**Collected data**
╭──
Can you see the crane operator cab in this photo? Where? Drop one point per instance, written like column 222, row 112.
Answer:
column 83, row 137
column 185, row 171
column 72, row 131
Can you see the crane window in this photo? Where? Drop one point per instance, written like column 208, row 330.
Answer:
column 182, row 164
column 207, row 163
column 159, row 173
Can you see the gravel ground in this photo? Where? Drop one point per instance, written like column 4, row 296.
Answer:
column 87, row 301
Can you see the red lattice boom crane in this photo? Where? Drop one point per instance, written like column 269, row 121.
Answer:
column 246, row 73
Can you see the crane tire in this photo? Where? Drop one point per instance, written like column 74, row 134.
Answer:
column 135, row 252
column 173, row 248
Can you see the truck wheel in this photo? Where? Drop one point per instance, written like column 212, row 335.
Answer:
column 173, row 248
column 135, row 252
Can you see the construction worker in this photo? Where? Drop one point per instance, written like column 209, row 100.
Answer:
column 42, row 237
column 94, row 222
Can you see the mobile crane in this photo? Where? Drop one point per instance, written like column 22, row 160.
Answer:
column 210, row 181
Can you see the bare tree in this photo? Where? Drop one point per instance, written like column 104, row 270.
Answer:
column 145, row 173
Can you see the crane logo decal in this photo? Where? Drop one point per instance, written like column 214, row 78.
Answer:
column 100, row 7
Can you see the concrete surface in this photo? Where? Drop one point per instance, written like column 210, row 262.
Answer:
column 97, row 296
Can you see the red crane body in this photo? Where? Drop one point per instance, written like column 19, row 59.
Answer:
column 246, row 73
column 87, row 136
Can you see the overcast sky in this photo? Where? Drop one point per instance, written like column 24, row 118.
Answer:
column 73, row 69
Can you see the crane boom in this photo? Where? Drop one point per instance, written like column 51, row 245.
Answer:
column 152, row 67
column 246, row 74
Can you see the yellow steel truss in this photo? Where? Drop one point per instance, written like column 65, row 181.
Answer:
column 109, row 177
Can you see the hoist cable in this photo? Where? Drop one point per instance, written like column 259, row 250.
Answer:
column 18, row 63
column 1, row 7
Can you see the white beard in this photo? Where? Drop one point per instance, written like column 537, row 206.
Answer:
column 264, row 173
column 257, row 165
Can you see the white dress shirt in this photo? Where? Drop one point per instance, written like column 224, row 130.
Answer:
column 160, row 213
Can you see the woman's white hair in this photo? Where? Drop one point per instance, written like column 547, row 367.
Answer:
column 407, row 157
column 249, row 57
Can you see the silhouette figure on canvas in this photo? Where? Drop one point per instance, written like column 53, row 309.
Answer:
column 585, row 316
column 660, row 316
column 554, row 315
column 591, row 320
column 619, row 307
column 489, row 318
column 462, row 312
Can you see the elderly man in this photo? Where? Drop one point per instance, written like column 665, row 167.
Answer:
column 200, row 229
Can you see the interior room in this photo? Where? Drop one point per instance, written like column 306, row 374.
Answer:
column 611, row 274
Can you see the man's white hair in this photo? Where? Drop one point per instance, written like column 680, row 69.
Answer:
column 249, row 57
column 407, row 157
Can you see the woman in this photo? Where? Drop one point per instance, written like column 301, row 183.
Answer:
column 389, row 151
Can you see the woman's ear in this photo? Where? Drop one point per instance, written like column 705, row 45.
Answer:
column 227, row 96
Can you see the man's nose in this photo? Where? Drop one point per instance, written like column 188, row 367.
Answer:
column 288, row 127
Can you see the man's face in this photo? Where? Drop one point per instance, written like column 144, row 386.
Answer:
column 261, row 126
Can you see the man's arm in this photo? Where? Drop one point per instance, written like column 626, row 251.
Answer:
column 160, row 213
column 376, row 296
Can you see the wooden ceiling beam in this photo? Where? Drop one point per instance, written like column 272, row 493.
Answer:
╰──
**To be done**
Please rewrite the material above, swapping "Drop one point per instance" for "Mark one point for each instance" everywhere it appears and keeping everything else the same.

**The answer**
Can you see the crane operator cab in this photo? Where? Mark one point for each instance, written like column 222, row 112.
Answer:
column 83, row 137
column 185, row 171
column 72, row 131
Can you see the crane window in this photo? Where? Mark one point for each instance, written like column 208, row 330.
Answer:
column 182, row 164
column 207, row 163
column 159, row 173
Can you see the gravel ground in this photo? Where? Mark one point for each instance, written like column 4, row 296.
Answer:
column 87, row 301
Can you see the red lattice boom crane in this photo? Where? Mark one point for each instance, written like column 269, row 121.
Answer:
column 246, row 73
Can you see the crane tire in this photo? Where? Mark one point for each instance, written like column 74, row 134.
Answer:
column 135, row 252
column 173, row 248
Can you see the truck wheel in this photo? Where? Mark one point for each instance, written like column 212, row 335.
Answer:
column 173, row 248
column 135, row 252
Can you see the construction worker in this photo? Where? Mark one point for each instance, written like column 209, row 100.
Answer:
column 42, row 237
column 94, row 222
Can you see the mobile crane in this photo? Where? Mark one point for each instance, written like column 22, row 160.
Answer:
column 210, row 181
Can you see the bare tree in this photo? Where? Mark one point for each instance, written like column 104, row 270.
Answer:
column 145, row 173
Can you see the crane logo decal in this photo? Where? Mark one point for each instance, written like column 214, row 78.
Answer:
column 100, row 7
Can you see the concrete surface in this photo? Where? Mark one point for each instance, written like column 210, row 262.
Answer:
column 97, row 296
Can you see the red crane body in this photo? Where? Mark one point for each instance, written like column 19, row 59.
Answer:
column 246, row 73
column 87, row 136
Can you see the overcast sky in this photo? Where? Mark one point for each instance, written like column 24, row 118.
Answer:
column 73, row 69
Can you see the crane boom in this photo? Where? Mark one point for each instance, written like column 51, row 245.
Answer:
column 152, row 67
column 246, row 74
Can you see the yellow steel truss in this photo? Where? Mark one point for each instance, written like column 65, row 181.
Answer:
column 109, row 177
Can you see the hoist cable in this photo? Where? Mark one point for each instance, written like column 259, row 250.
Answer:
column 18, row 63
column 1, row 7
Can you see the white beard in this photo? Where? Mark one point for each instance, written like column 537, row 206.
Answer:
column 264, row 173
column 257, row 165
Can you see the white dress shirt in this photo? Where? Mark one point for each instance, written like column 224, row 130.
Answer:
column 160, row 213
Can you see the woman's white hair in this photo? Where? Mark one point for each instance, written like column 547, row 367.
Answer:
column 407, row 157
column 249, row 57
Can you see the silhouette figure on canvas in this photo? Where? Mark one point for each instance, written like column 53, row 309.
Answer:
column 585, row 316
column 660, row 316
column 554, row 315
column 591, row 320
column 619, row 307
column 489, row 318
column 462, row 312
Can you see the elderly man in this photo? Where? Mark one point for each instance, written like column 665, row 167.
Answer:
column 200, row 229
Can you see the interior room in this photo? Where? Mark one point for each instance, written like column 306, row 374.
Answer:
column 611, row 274
Can you see the man's white hair in this photo? Where? Mark one point for each instance, written like column 680, row 69.
Answer:
column 249, row 57
column 407, row 157
Can you see the woman in this photo? Where? Mark one point for each instance, written like column 301, row 183.
Answer:
column 389, row 151
Can you see the woman's ear in this photo? Where? Mark one point for each instance, written like column 705, row 45.
Answer:
column 227, row 96
Can you see the man's nose in this photo? Where? Mark one point for each instance, written like column 188, row 367.
Answer:
column 288, row 127
Can you see the man's face in this photo? Where? Mark one point for each instance, written like column 144, row 386.
Answer:
column 261, row 126
Can you see the man's arm in this photo? Where? Mark one point for each instance, written like column 626, row 251.
Answer:
column 160, row 213
column 376, row 296
Can you see the wooden ceiling beam in this photo? Where? Mark one point for each instance, written like column 272, row 493.
Answer:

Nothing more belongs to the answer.